*Brano estratto:*
Se paragonato ai suoi equivalenti inglesi o svedesi, l’impatto atteso di Sciroppo di Teatro riguarda soprattutto il sollievo a breve termine di una situazione di sofferenza significativa da parte dei più piccoli. Strumenti mirati di valutazione potranno in futuro rilevare effetti sulle life skills nel medio periodo, soprattutto dei bambini che avranno potuto prendere parte all’intero ciclo di spettacoli.

La sperimentazione è importante anche su un altro livello, che è quello della creazione di un rapporto istituzionale orientato al welfare culturale fra mondo della sanità pubblica e privata e mondo della cultura. In prospettiva, e includendo, oltre ai bambini, anche gli adulti e gli anziani, nelle modalità ad essi più confacenti, le potenzialità delle ‘arti su ricetta medica’ per l’Italia sono interessanti.

*Consegna:*
Come potrebbe proseguire il brano su Sciroppo di Teatro riportato sopra? Scrivine il seguito, partendo dopo la sua ultima frase.

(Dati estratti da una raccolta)
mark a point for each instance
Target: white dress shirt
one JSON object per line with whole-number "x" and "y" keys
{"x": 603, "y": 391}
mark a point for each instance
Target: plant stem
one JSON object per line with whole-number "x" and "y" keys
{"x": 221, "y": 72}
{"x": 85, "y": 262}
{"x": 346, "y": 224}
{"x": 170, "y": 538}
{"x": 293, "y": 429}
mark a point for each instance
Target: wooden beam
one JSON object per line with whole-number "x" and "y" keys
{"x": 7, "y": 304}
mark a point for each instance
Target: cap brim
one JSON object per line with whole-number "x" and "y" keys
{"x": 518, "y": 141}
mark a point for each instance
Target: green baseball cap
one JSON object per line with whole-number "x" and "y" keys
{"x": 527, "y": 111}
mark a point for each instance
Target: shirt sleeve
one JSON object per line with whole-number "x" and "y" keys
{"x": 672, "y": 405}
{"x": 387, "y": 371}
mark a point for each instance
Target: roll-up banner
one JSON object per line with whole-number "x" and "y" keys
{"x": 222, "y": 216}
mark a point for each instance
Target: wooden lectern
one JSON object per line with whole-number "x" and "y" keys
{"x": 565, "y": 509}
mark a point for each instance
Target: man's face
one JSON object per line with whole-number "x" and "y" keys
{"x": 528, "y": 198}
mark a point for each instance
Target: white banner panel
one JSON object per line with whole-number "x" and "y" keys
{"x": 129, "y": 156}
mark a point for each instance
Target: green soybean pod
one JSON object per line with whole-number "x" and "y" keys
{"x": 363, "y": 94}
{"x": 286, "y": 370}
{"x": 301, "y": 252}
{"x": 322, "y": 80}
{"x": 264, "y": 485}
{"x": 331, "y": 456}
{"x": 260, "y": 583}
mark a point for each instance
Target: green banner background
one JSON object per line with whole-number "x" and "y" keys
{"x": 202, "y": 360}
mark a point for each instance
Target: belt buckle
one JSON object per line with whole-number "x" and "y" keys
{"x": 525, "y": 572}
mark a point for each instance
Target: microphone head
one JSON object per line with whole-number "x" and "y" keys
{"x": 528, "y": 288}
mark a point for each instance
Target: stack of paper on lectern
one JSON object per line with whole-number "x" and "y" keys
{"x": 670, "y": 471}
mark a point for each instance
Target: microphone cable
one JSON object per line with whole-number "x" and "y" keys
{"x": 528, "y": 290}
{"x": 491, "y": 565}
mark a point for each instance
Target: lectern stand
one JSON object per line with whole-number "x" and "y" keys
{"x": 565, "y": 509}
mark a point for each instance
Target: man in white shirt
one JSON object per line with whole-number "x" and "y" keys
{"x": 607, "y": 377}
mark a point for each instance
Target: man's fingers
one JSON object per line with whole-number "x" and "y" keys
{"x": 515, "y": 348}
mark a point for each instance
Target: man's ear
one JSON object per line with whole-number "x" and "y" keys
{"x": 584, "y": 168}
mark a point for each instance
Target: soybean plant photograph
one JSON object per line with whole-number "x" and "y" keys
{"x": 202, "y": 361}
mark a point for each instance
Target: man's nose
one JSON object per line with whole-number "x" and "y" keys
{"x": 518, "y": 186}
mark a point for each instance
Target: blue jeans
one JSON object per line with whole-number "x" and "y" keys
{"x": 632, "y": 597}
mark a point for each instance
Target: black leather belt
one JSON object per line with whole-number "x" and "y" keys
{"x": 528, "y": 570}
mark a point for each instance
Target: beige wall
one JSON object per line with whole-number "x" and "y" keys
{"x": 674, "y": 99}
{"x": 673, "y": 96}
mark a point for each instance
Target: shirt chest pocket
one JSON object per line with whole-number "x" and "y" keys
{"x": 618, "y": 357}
--
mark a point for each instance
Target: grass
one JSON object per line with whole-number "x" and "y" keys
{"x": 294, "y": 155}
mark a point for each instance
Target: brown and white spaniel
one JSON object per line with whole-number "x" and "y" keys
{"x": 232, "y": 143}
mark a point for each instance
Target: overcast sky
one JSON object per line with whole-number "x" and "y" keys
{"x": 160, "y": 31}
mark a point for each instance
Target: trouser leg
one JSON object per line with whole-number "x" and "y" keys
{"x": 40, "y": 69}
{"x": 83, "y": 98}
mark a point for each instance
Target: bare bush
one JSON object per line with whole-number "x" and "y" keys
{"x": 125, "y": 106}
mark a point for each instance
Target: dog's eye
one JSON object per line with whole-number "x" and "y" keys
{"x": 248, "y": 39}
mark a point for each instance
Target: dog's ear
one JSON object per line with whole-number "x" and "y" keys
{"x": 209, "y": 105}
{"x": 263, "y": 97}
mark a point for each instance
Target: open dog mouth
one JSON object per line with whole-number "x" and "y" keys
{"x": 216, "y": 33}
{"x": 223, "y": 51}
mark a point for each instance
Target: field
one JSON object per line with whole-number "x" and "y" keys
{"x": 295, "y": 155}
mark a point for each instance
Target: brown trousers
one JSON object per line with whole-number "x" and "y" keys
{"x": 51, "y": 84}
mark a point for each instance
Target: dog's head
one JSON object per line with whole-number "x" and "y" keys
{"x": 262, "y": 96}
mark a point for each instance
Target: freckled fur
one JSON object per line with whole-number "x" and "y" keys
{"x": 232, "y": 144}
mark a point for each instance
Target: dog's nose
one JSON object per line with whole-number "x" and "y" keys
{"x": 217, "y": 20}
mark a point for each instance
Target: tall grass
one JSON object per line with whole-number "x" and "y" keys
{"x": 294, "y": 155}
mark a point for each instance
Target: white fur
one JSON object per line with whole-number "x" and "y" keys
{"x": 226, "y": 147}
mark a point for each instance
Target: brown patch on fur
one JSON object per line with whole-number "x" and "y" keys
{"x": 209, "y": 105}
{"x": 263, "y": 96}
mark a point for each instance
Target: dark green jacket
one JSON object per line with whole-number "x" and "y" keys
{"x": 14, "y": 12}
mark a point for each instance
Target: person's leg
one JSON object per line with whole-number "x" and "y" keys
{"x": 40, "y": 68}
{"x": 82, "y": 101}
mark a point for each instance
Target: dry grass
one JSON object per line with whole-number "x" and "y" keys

*Risposta:*
Nel 2019, nel nostro Paese, poco più di 2 milioni 500mila persone (circa il 5% della popolazione) soffrivano di almeno un disturbo di tipo depressivo. La percentuale tra le persone con più di 65 anni era il 10,6% e tra quelle dai 75 anni in poi il 16,2%. Questi disturbi sono più diffusi tra le donne, con una media generale del 6,4%, del 13,3% tra le donne dai 65 anni e addirittura del 19,9% tra le ultrasettantacinquenni. Secondo il Ministero della Salute, sempre nel 2019, la spesa lorda complessiva per i farmaci antidepressivi in regime di assistenza convenzionata è stata di oltre 391 milioni di euro, con un numero di confezioni superiore a 37 milioni. Per la categoria degli antidepressivi in distribuzione diretta, la spesa lorda complessiva è stata pari a 1 milione di euro con 496.762 confezioni. Se per l’Italia dovessero valere le stesse proporzioni che sono state calcolate per il Regno Unito, almeno un terzo delle richieste di assistenza per disagio psicologico da lieve a moderato che vengono rivolte ai medici di base potrebbero trovare una risposta almeno parziale e complementare nei programmi di AoP.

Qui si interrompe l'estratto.